:: DONNÉES FOURNIES
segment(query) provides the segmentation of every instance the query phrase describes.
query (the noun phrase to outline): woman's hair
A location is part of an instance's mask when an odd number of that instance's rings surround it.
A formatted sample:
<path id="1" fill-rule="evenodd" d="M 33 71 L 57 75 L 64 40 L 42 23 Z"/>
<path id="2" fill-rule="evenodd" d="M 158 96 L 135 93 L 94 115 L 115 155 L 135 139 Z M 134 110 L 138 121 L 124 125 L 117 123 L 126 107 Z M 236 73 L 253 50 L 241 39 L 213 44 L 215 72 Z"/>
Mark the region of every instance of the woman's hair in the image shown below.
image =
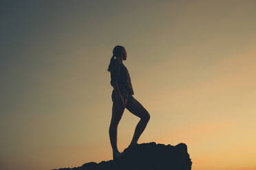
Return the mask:
<path id="1" fill-rule="evenodd" d="M 119 57 L 122 54 L 122 51 L 125 49 L 125 47 L 120 45 L 116 45 L 113 49 L 113 56 L 111 58 L 110 63 L 109 65 L 109 68 L 107 69 L 108 71 L 111 71 L 112 70 L 113 66 L 114 66 L 114 57 Z"/>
::::
Modifie les lignes ci-dessus en remplaçant « woman's hair » par « girl's hair », puis recopie-les sans autre changement en laissant les images de côté.

segment(query) provides the segmentation of every instance the query phrase describes.
query (the noun phrase to outline): girl's hair
A location is part of an instance's mask when an odd number of that instance's rings surround it.
A formatted sample:
<path id="1" fill-rule="evenodd" d="M 33 71 L 57 75 L 64 40 L 42 23 Z"/>
<path id="2" fill-rule="evenodd" d="M 158 96 L 135 93 L 94 115 L 115 155 L 135 139 Z M 134 110 L 138 121 L 124 125 L 117 123 L 126 107 Z M 236 73 L 253 50 L 241 39 L 213 44 L 215 72 Z"/>
Mark the region of every instance of the girl's hair in the image shown below.
image =
Return the mask:
<path id="1" fill-rule="evenodd" d="M 119 57 L 122 54 L 122 51 L 125 49 L 125 47 L 120 45 L 116 45 L 113 49 L 113 56 L 111 58 L 110 63 L 109 65 L 109 68 L 107 69 L 108 71 L 111 71 L 112 70 L 113 66 L 114 66 L 114 57 Z"/>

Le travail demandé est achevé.